Directions: Word for word, restate the entries below from their first line through the line that contains "One marker per instance, written like [(60, 63)].".

(Natural-language object grounding data)

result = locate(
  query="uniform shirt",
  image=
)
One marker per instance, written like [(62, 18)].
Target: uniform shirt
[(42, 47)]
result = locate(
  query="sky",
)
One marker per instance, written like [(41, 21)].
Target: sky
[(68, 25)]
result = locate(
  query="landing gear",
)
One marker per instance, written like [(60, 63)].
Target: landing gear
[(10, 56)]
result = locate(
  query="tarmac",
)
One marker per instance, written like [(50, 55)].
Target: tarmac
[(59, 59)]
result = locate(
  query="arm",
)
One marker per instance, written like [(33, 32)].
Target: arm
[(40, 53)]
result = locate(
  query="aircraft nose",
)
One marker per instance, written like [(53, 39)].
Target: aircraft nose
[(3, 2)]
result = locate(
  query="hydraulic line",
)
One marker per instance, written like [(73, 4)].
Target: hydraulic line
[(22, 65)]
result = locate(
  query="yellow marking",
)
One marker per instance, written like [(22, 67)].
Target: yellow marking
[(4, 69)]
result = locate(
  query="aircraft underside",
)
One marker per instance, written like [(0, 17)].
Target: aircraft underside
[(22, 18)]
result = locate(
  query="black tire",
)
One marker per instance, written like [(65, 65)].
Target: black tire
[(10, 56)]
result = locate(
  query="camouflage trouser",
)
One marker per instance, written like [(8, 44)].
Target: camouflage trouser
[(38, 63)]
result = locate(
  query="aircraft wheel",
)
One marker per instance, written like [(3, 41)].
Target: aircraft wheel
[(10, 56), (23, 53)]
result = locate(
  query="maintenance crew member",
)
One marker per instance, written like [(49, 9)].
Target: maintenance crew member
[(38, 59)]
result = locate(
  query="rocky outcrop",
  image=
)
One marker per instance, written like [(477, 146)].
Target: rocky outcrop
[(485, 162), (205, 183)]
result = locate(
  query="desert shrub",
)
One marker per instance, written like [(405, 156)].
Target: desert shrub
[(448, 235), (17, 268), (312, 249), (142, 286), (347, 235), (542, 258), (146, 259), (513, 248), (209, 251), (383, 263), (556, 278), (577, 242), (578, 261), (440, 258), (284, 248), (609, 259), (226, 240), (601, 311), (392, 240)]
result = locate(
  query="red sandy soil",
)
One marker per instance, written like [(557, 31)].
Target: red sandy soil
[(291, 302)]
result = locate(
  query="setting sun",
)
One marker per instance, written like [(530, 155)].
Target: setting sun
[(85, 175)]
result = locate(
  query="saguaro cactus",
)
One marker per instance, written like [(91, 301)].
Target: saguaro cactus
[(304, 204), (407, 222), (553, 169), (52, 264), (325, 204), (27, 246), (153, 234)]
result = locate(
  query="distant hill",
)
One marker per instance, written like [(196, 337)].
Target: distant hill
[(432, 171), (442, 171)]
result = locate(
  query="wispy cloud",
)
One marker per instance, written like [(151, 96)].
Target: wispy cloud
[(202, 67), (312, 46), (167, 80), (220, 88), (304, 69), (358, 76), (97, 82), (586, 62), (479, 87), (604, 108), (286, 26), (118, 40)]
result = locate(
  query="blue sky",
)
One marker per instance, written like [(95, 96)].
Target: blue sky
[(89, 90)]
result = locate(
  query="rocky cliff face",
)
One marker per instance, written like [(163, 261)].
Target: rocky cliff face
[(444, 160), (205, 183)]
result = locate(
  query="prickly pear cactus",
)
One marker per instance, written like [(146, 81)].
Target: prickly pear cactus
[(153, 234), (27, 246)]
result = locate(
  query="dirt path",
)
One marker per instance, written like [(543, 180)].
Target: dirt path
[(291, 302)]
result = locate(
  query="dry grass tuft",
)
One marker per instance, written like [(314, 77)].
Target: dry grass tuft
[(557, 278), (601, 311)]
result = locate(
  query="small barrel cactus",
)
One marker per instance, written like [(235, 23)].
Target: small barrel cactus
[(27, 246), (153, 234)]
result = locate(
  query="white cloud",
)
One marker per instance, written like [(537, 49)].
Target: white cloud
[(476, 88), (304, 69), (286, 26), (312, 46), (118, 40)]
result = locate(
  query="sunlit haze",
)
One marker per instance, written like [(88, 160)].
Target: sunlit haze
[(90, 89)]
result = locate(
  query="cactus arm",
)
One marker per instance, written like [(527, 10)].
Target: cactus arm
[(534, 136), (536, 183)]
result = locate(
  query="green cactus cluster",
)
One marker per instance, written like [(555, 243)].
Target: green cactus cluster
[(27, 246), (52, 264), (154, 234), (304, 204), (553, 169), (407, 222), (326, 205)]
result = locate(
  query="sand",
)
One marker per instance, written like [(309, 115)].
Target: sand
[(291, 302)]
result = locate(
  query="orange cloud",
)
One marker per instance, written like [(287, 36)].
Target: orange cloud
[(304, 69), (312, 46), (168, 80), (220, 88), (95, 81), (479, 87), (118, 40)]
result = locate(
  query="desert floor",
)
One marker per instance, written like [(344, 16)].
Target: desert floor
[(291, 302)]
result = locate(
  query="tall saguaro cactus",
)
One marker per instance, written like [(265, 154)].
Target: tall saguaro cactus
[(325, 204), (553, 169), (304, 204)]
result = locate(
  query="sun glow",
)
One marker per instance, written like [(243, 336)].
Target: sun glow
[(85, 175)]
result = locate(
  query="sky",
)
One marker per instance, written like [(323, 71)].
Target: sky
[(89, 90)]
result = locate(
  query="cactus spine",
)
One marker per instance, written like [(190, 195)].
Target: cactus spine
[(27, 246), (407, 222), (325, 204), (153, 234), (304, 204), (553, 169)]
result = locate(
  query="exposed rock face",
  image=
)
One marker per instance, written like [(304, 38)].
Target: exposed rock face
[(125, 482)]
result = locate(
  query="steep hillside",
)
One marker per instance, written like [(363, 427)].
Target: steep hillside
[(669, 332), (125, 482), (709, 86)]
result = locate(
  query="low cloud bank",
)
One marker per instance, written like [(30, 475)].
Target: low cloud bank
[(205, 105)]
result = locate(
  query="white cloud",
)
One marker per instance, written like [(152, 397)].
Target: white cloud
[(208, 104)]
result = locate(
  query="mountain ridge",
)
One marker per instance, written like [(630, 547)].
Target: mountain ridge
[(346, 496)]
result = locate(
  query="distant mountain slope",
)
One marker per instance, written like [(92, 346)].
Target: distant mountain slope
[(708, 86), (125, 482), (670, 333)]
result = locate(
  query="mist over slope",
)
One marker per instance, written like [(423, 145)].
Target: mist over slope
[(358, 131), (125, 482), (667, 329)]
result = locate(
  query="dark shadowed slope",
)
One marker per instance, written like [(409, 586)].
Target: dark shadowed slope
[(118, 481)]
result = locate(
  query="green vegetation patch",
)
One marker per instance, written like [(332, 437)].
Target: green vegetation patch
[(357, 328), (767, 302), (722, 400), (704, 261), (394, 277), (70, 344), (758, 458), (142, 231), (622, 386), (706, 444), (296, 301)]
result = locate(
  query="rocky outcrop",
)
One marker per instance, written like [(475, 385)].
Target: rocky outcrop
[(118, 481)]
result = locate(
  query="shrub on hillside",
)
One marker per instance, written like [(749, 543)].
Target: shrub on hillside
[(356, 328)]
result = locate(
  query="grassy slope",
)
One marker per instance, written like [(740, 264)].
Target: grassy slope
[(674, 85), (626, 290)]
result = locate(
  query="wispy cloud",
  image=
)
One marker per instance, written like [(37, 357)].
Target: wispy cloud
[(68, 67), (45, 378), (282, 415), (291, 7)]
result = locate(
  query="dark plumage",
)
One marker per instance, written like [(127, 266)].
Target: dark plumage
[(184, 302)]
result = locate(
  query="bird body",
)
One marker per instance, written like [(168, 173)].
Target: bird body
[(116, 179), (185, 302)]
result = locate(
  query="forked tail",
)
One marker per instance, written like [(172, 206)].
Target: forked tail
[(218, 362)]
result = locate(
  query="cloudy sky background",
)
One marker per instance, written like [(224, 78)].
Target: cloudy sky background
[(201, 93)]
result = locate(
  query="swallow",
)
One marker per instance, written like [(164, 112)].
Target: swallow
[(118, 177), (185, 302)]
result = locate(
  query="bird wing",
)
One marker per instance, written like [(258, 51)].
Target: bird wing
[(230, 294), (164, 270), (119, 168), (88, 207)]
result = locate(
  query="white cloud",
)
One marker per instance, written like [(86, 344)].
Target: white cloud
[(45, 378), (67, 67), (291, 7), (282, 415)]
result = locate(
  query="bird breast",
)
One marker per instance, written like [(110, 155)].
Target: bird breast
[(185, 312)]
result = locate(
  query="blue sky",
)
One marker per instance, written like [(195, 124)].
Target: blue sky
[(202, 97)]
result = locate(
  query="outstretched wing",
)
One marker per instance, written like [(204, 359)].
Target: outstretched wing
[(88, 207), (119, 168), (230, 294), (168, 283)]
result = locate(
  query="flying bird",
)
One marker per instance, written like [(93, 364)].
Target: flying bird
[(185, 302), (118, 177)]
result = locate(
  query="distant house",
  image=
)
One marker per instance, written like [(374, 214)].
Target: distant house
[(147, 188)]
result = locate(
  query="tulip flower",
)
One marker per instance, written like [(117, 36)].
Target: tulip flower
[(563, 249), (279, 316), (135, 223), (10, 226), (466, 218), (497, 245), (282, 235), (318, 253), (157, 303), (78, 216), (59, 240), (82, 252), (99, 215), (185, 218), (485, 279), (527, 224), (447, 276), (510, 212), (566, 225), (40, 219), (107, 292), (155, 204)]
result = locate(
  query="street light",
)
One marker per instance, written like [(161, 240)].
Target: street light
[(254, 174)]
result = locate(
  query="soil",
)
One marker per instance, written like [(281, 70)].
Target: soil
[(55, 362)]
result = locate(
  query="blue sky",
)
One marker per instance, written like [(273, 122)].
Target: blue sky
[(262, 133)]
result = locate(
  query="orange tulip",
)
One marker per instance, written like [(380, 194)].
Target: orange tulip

Solved exercise:
result = locate(
  query="uniform shirt",
  image=
)
One marker per instance, written like [(62, 18)].
Target: uniform shirt
[(42, 47)]
result = locate(
  query="sky",
)
One marker per instance, written like [(41, 21)].
Target: sky
[(68, 25)]
result = locate(
  query="landing gear",
)
One marker per instance, written like [(60, 63)].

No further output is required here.